→ **PASSAGE TO READ**
▼▼▼

Airbnb is coming out with and IPO sometime in mid-December. The move might seem over-ambitious to some in Pandemic times as almost all travel and hospitality businesses have taken a hit.
The company’s valuation fell from a peak of US$38 billion in 2019 to US$18 billion this year. Airbnb took a hit in the first two quarters of this year, but it showed better numbers in the third quarter. Airbnb’s IPO is likely to be valued at US$35 billion, but the question is: Is it worth the price?
Analysts seem to think so as they believe that Airbnb has surprisingly shown a resilient streak and turned out to be the Amazon of the hospitality industry.
One major factor in its favor is that it is not positioned in the industry in the same way as other star hotels.
It depends on word-of-mouth and online networking for its success, but the popularity is based more on organic searches than being dependent on Google or social media platforms.
Also Airbnb thrives on its global presence. People are constantly looking for places in their budget to travel across the world. And Airbnb is the first choice most of the times.
The company offers listings in more 190 countries today. Its global supply boasts over 7 million listings worldwide.
It has developed a monopoly of sorts in this niche of staycations.
Also the owners of the company—Brian Chesky, Nate Blecharczyk and Joe Gebbia are all low-key people with hardly any media presence or any scandals attached to them, unlike many other online unicorns.
The company has worked hard to build a community on trust. Airbnb has created a new “host endowment” and allotted 9.2 million shares to fund it. The endowment may fund grants for educational workshops or annual pay-outs to groups of hosts.
They have a very active host advisory board, fully representative of its diverse culture and nature, whose inputs are heard and enforced. It also has an ethics board comprising of international respected figures such as former Danish prime minister Helle Thorning-Schmidt and Yemeni Nobel Prize winner Tawakkol Karman.

▲▲▲

→ **LIST OF TASKS**
a: Return the part of the Airbnb IPO article from "Also the owners" up to and including "groups of hosts.", copied word for word.
b: Write the next part of the Airbnb IPO article, starting right after its last sentence.

→ **PROVIDED DATA**
▼▼▼

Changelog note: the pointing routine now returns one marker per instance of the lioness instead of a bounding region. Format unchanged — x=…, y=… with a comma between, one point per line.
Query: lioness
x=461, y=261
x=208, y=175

▲▲▲

→ **OUTPUTS IN ORDER**
a:
Also the owners of the company—Brian Chesky, Nate Blecharczyk and Joe Gebbia are all low-key people with hardly any media presence or any scandals attached to them, unlike many other online unicorns.
The company has worked hard to build a community on trust. Airbnb has created a new “host endowment” and allotted 9.2 million shares to fund it. The endowment may fund grants for educational workshops or annual pay-outs to groups of hosts.

b:
NYU marketing professor Scott Galloway says that Airbnb has “one of the biggest moats in business, which insulates it from similar competition: already having a strong network of supply and demand (hosts and guests), as well as the biggest brand in hospitality ever.”
The franchise is asset-light and scalable. When hotel chains thrive on standardisation, Airbnb scores on a diversity and variable listings.
Airbnb also was quick to respond to the pandemic effect by cutting costs. It laid off 25 % of its workforce. It slashed its ad spending and saved US$800 million during the pandemic. It generates direct traffic through better customer experience.
“They got in fighting shape,” said Galloway. “They cut marketing costs. They cut their staff by 25%. So when you reduce costs and the economy and travel comes back, what you have is a path to profitability that is much wider and much shorter.”
Airbnbs have become popular destinations for people wanting to move out of their homes for short vacations. A lot of people have opted to work out of homes in scenic, less crowded places and Airbnbs have plenty of such options, compared to other standard hospitality stays and hotels.
Opting for an IPO in pandemic season is not an over the top move for a company that has responded well to the crisis and kept its head and come up with innovative solutions with its online experiences and offerings away from the crowds.